=== EXCERPTED PASSAGE ===
Personalized travel books

While I’m on vacation I’ve always tried to find books which tell the history of the region. I remember a trip to Yosemite in 1983 when I stayed overnight in a little town called El Portal, just outside the western entrance to the park. My motel room fronted on the Merced River, which made a nice burbling noise while I read The World Rushed In. It tells the story of the Gold Rush experience through the diary of a man who came from Ohio to get rich, failed (as did most), but made it back home.

I’ve done the same thing in upstate Washington, where I bought a book called Sternwheels on the Yukon, a story of freighting on the Yukon in the 1930s. The author was a crewman on some of those boats. Here’s a recounting of the river experience via canoe from ten years ago.

While driving around New Mexico, I picked up Stranger in New Mexico: A Doctor’s Journey, 1951-1986. This was a little more current than I’d hoped to find, but seemed like everything else in that bookstore was related to Billy the Kid or the Lincoln County War or both.

Anybody else buy books to suit their vacations?

2 Comments

  1. No, but I was just wondering why so many people read romance novels while on vacation.
    These “romantic interludes” are usually short lived, and then all you have to remember someone by is a vaginal infection of some sort.
    At least that is what people tell me.
    I, for one, would never do such a thing.. ;^}

  2. I don’t really get on vacations that take me anywhere far from home – unless I go home to MI. I do however take a big interest in learning about my home – both Portland and the places I lived in MI. I have several great books about the Great Lakes region and have gotten several about the area I am in now and especialy Portland which has a very intruiging history – especialy when you take into account what a “liberal” town Portland is now. Believe me when I say, it wasn’t always this way. One of the things I love about Portland is that local public radio has a daily show about local history.

=== BRIEF A ===
Reproduce the post on personalized travel books word for word, beginning at the words "While driving around" and stopping after "suit their vacations?".
=== BRIEF B ===
In the post on personalized travel books, which river did the motel room in El Portal front on?

=== DATA SHOWN ===
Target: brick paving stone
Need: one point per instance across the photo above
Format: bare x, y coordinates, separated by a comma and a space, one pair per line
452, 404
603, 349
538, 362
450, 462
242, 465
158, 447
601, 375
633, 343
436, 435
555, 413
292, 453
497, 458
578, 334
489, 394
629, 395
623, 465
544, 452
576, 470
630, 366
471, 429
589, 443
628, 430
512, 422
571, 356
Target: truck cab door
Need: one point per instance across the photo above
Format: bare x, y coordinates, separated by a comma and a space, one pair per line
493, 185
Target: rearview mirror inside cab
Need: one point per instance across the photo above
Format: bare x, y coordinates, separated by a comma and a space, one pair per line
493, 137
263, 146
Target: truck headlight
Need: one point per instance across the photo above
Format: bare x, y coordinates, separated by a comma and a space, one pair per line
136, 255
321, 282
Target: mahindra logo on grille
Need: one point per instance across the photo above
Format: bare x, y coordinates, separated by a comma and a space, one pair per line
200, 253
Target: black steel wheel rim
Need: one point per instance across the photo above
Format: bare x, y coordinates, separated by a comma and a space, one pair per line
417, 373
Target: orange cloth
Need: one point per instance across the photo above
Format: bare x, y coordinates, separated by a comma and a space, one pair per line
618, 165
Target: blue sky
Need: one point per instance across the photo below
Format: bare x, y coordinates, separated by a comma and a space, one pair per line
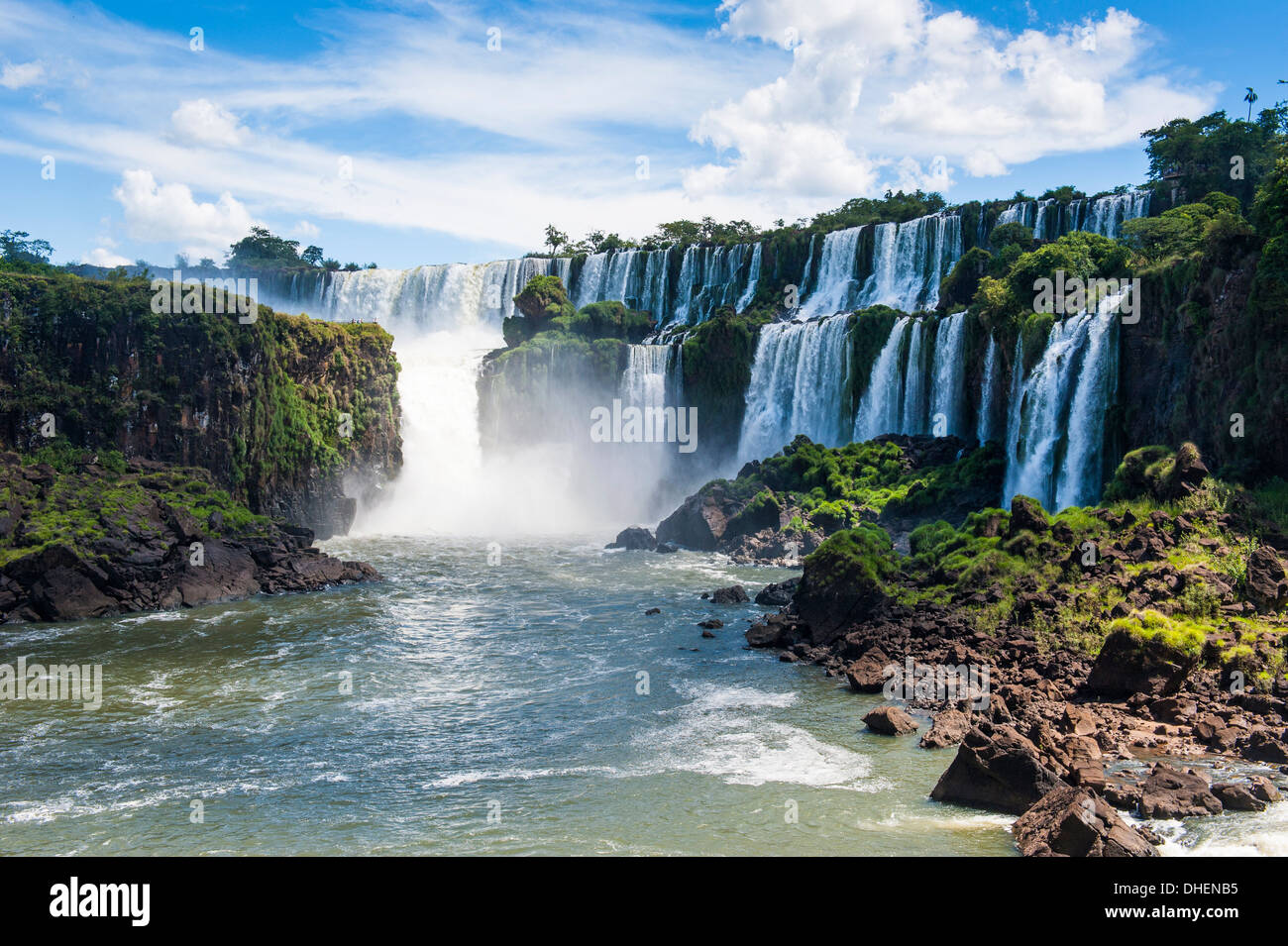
429, 133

=== TASK OUTPUT A ===
While driving around New Mexico, I picked up Stranger in New Mexico: A Doctor’s Journey, 1951-1986. This was a little more current than I’d hoped to find, but seemed like everything else in that bookstore was related to Billy the Kid or the Lincoln County War or both.

Anybody else buy books to suit their vacations?

=== TASK OUTPUT B ===
The Merced River.